### PROVIDED DATA ###
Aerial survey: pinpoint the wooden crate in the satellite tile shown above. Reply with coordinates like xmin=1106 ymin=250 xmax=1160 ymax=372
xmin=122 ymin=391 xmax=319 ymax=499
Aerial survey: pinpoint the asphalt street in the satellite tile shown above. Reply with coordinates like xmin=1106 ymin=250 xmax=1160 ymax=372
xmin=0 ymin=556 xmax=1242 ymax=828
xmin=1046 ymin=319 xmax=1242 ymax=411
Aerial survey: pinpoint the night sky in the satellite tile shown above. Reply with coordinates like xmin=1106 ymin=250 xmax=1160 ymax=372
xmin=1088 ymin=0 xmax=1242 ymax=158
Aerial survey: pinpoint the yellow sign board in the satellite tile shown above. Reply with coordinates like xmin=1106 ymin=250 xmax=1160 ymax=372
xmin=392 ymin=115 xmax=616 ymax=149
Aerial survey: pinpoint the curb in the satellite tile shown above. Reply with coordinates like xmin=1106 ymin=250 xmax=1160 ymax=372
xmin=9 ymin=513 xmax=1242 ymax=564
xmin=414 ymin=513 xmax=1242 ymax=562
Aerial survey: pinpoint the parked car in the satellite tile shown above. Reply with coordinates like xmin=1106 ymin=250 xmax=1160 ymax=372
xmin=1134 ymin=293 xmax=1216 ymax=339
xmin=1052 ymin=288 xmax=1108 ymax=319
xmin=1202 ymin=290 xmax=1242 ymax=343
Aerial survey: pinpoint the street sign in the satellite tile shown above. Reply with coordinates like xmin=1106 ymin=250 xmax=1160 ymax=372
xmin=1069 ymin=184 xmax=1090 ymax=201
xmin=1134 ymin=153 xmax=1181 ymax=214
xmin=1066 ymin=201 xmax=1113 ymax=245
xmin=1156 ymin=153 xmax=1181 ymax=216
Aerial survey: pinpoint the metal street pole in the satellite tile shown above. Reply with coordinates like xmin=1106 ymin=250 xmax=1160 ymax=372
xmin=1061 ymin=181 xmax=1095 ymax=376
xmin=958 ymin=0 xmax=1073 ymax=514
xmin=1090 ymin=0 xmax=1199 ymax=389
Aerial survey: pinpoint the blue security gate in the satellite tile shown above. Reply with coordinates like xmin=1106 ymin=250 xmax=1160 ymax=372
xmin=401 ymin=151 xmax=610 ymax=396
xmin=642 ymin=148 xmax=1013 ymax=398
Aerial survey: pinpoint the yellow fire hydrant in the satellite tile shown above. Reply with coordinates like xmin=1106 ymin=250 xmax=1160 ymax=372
###
STATED TASK
Please copy out all of the records again, swapping "Aerial survey" for "Map review" each time it appears and leaving every other part untouched.

FULL SOLUTION
Map review: pinpoint the wooden crate in the satellite tile shown above. Reply with coordinates like xmin=1106 ymin=250 xmax=1160 ymax=372
xmin=122 ymin=391 xmax=319 ymax=499
Map review: pinpoint the asphalt street in the satellite tile shown above. Reply with coordinates like xmin=1106 ymin=250 xmax=1160 ymax=372
xmin=0 ymin=556 xmax=1242 ymax=828
xmin=1046 ymin=319 xmax=1242 ymax=411
Map review: pinpoint the night sky in the satellite tile shown above. Reply with coordinates like xmin=1106 ymin=250 xmax=1160 ymax=372
xmin=1088 ymin=0 xmax=1242 ymax=158
Map review: pinpoint the yellow sign board in the satellite tile shown above. Reply with coordinates like xmin=1106 ymin=250 xmax=1160 ymax=372
xmin=392 ymin=115 xmax=616 ymax=149
Map review: pinpoint the curb in the satellite tile shown above. Reply with coordinates like xmin=1106 ymin=250 xmax=1160 ymax=372
xmin=9 ymin=513 xmax=1242 ymax=564
xmin=414 ymin=513 xmax=1242 ymax=562
Map review: pinpoint the parked car in the satellite tile shown above. Reply with coordinates like xmin=1106 ymin=250 xmax=1160 ymax=372
xmin=1134 ymin=293 xmax=1216 ymax=339
xmin=1052 ymin=288 xmax=1108 ymax=319
xmin=1202 ymin=290 xmax=1242 ymax=343
Map review: pinpoint the street sign in the satellite tile shown above. Reply with coordinates like xmin=1106 ymin=250 xmax=1160 ymax=372
xmin=1069 ymin=184 xmax=1090 ymax=201
xmin=1134 ymin=153 xmax=1181 ymax=214
xmin=1066 ymin=201 xmax=1113 ymax=245
xmin=1156 ymin=153 xmax=1181 ymax=216
Map review: pinpoint the metal street pole in the satellite tile shown above. Reply with coordinates like xmin=1106 ymin=250 xmax=1160 ymax=372
xmin=1061 ymin=181 xmax=1095 ymax=376
xmin=958 ymin=0 xmax=1073 ymax=514
xmin=1090 ymin=0 xmax=1199 ymax=389
Map review: pinpoint the blue security gate in the satellite tile shown above. Reply with coordinates like xmin=1106 ymin=250 xmax=1160 ymax=372
xmin=401 ymin=151 xmax=610 ymax=396
xmin=642 ymin=148 xmax=1013 ymax=398
Map review: pinpoint the yellow fire hydrant in the satellite tile shown above. Reply with coordinates like xmin=1106 ymin=250 xmax=1160 ymax=372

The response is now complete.